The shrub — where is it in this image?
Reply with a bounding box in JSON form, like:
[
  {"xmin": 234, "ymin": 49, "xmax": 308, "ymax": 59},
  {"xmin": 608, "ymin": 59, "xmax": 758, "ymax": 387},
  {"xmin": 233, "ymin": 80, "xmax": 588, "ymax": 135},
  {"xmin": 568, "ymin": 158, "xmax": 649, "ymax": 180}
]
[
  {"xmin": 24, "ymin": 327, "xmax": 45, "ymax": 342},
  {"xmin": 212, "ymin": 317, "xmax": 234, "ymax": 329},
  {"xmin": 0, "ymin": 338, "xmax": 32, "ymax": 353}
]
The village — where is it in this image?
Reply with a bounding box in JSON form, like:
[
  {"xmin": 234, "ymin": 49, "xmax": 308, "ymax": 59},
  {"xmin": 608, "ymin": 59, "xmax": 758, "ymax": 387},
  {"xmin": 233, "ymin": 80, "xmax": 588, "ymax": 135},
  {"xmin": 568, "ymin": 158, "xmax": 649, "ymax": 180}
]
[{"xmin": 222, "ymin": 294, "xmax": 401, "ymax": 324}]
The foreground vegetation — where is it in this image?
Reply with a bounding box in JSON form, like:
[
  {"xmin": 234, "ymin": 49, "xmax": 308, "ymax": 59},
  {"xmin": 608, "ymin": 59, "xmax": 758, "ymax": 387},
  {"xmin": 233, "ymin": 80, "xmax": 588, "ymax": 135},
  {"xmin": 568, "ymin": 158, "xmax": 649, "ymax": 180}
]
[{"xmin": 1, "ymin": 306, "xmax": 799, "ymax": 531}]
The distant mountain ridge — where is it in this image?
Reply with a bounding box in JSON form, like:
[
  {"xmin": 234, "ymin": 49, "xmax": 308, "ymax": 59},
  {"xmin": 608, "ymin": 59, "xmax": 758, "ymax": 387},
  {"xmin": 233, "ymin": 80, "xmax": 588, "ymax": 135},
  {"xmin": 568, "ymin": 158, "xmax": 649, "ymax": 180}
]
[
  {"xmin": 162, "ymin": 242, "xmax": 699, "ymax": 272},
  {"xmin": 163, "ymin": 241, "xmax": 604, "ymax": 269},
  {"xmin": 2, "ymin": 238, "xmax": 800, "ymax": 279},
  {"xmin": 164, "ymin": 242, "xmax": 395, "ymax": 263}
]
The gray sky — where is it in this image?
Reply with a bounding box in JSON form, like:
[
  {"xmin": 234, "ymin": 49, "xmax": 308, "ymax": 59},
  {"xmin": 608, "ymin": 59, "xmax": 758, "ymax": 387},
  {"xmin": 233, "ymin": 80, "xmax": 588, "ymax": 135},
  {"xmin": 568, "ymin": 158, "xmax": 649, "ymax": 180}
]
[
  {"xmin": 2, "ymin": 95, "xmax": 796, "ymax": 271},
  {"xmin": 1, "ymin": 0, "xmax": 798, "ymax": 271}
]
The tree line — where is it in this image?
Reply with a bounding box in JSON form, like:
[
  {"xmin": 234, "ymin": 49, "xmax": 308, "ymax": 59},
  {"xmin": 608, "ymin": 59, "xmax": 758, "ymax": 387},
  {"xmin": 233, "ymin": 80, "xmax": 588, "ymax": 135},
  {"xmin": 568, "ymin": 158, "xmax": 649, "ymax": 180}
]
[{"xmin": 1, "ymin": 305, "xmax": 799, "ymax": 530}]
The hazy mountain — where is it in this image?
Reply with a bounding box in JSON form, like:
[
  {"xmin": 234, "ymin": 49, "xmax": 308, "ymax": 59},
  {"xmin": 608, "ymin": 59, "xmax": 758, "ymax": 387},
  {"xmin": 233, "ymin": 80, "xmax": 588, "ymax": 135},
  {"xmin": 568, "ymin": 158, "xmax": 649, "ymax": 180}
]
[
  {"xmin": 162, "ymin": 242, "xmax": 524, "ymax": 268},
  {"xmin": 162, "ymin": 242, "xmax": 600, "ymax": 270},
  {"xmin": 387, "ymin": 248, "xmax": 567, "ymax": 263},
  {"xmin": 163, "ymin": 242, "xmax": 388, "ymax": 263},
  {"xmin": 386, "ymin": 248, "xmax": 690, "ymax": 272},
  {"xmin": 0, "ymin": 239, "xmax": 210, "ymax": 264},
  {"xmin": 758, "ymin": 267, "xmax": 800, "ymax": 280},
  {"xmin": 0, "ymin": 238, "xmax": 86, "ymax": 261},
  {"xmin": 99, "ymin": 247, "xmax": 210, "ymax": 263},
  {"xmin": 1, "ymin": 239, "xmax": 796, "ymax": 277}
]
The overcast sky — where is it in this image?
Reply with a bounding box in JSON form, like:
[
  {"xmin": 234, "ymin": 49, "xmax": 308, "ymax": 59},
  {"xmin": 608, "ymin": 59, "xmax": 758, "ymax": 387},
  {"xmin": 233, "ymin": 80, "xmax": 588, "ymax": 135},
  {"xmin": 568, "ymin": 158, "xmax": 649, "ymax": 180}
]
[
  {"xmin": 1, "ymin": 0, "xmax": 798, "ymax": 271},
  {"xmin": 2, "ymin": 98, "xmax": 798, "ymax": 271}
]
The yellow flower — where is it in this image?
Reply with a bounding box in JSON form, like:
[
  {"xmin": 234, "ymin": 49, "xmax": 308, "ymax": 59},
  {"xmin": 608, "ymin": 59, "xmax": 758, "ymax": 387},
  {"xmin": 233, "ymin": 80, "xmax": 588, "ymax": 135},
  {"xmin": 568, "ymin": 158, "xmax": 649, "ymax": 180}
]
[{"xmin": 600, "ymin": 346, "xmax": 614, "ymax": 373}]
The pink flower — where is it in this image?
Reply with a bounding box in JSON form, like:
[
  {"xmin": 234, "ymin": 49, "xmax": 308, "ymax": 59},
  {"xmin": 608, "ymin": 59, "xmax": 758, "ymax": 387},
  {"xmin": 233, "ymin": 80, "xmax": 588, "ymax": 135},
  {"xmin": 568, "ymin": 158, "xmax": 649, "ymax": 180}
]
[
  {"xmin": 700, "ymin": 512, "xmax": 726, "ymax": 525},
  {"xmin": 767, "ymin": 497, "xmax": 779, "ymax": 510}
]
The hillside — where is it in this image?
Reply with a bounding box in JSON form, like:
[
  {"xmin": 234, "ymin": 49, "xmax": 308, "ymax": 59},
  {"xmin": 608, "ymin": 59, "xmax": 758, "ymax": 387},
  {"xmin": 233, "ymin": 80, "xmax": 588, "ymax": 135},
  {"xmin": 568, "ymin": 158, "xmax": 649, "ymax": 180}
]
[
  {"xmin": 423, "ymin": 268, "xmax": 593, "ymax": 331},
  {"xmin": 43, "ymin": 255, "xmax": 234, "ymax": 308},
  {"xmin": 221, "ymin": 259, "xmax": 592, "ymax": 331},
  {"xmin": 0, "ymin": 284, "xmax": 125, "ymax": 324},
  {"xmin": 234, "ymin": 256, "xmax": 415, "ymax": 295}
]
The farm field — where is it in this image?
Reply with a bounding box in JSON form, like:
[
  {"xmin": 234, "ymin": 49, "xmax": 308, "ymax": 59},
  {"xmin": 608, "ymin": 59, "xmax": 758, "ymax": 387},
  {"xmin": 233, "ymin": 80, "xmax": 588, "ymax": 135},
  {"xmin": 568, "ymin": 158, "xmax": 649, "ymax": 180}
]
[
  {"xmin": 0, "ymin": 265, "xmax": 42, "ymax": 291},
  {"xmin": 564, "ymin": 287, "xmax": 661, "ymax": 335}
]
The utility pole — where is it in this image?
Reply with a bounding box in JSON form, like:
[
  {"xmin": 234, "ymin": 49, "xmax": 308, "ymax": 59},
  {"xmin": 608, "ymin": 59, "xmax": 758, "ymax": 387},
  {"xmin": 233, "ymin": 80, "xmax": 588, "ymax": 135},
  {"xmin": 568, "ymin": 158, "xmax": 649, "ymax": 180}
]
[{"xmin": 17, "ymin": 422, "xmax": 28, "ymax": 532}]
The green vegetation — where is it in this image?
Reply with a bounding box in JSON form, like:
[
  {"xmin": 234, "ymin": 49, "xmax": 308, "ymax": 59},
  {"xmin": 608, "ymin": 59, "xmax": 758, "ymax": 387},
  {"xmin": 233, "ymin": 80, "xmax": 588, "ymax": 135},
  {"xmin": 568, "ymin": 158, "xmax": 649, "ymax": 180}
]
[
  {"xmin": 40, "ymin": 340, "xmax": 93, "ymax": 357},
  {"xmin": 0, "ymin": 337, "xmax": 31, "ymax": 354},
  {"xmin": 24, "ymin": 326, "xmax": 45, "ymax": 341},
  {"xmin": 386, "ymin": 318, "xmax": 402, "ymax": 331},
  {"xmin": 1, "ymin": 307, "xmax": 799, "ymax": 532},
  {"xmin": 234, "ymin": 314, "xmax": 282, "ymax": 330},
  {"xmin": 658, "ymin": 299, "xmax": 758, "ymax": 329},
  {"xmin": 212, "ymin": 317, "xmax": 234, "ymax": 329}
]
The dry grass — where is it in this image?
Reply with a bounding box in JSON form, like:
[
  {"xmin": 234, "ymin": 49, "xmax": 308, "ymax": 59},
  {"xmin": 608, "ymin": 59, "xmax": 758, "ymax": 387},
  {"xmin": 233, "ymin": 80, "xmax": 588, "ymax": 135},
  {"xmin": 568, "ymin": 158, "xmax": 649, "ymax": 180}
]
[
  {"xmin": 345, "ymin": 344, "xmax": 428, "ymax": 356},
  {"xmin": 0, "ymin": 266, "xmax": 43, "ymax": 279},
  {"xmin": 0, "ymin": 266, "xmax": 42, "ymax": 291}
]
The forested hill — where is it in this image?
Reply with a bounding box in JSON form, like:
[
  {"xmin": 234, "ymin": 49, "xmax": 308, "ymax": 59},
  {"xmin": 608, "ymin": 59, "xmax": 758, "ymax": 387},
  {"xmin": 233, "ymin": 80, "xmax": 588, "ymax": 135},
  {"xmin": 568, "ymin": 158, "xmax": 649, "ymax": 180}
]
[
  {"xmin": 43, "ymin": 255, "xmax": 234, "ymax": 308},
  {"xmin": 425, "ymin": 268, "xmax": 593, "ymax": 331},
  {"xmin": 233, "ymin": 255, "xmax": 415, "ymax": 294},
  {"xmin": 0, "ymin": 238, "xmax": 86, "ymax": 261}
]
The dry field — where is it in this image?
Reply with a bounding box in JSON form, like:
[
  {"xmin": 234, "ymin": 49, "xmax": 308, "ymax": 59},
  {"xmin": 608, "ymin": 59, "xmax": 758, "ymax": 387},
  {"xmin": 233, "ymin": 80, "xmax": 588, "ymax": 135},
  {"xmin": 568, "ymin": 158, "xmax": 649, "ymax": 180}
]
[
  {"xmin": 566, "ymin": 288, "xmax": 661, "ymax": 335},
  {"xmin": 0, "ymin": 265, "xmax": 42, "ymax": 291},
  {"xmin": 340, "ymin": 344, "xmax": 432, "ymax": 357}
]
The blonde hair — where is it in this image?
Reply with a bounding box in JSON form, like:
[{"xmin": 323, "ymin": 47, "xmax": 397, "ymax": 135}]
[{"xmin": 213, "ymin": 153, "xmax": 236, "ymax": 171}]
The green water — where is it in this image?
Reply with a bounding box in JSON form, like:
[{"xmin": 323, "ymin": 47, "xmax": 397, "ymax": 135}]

> Directions
Where the line with "The tree line — where is it in this image?" ends, your copy should end too; please return exactly the lines from the first line of the data through it.

> Finished task
The shrub — where is it in this image?
Reply with a bounding box in JSON form, like:
[
  {"xmin": 234, "ymin": 49, "xmax": 308, "ymax": 59},
  {"xmin": 608, "ymin": 59, "xmax": 758, "ymax": 387},
  {"xmin": 233, "ymin": 80, "xmax": 588, "ymax": 135},
  {"xmin": 568, "ymin": 158, "xmax": 649, "ymax": 180}
]
[
  {"xmin": 24, "ymin": 327, "xmax": 45, "ymax": 342},
  {"xmin": 212, "ymin": 317, "xmax": 234, "ymax": 329},
  {"xmin": 0, "ymin": 338, "xmax": 32, "ymax": 353}
]
The village — where is it in this image?
Reply with a bounding box in JSON form, like:
[
  {"xmin": 234, "ymin": 49, "xmax": 308, "ymax": 59},
  {"xmin": 608, "ymin": 59, "xmax": 758, "ymax": 387},
  {"xmin": 233, "ymin": 80, "xmax": 588, "ymax": 135},
  {"xmin": 568, "ymin": 158, "xmax": 649, "ymax": 180}
]
[{"xmin": 222, "ymin": 294, "xmax": 401, "ymax": 324}]
The foreground vegetation — where is it in this image?
Reply with a bounding box in JSON form, like:
[
  {"xmin": 234, "ymin": 49, "xmax": 308, "ymax": 59},
  {"xmin": 608, "ymin": 59, "xmax": 758, "ymax": 387},
  {"xmin": 233, "ymin": 80, "xmax": 588, "ymax": 135},
  {"xmin": 568, "ymin": 158, "xmax": 649, "ymax": 180}
]
[{"xmin": 1, "ymin": 306, "xmax": 799, "ymax": 531}]
The distant mountain ridge — where is it in this image?
Reply with a bounding box in JSON form, like:
[
  {"xmin": 234, "ymin": 49, "xmax": 308, "ymax": 59},
  {"xmin": 608, "ymin": 59, "xmax": 758, "ymax": 387},
  {"xmin": 233, "ymin": 80, "xmax": 588, "ymax": 135},
  {"xmin": 568, "ymin": 158, "xmax": 649, "ymax": 180}
]
[
  {"xmin": 162, "ymin": 242, "xmax": 699, "ymax": 272},
  {"xmin": 163, "ymin": 241, "xmax": 604, "ymax": 269},
  {"xmin": 2, "ymin": 238, "xmax": 800, "ymax": 279},
  {"xmin": 164, "ymin": 242, "xmax": 395, "ymax": 263}
]
The gray sky — where is it in this image?
Reply with a bounding box in JSON form, like:
[
  {"xmin": 234, "ymin": 49, "xmax": 308, "ymax": 59},
  {"xmin": 608, "ymin": 59, "xmax": 758, "ymax": 387},
  {"xmin": 233, "ymin": 80, "xmax": 588, "ymax": 135},
  {"xmin": 568, "ymin": 158, "xmax": 649, "ymax": 180}
]
[
  {"xmin": 2, "ymin": 95, "xmax": 796, "ymax": 271},
  {"xmin": 1, "ymin": 0, "xmax": 798, "ymax": 271}
]
The tree line — where is it in this image?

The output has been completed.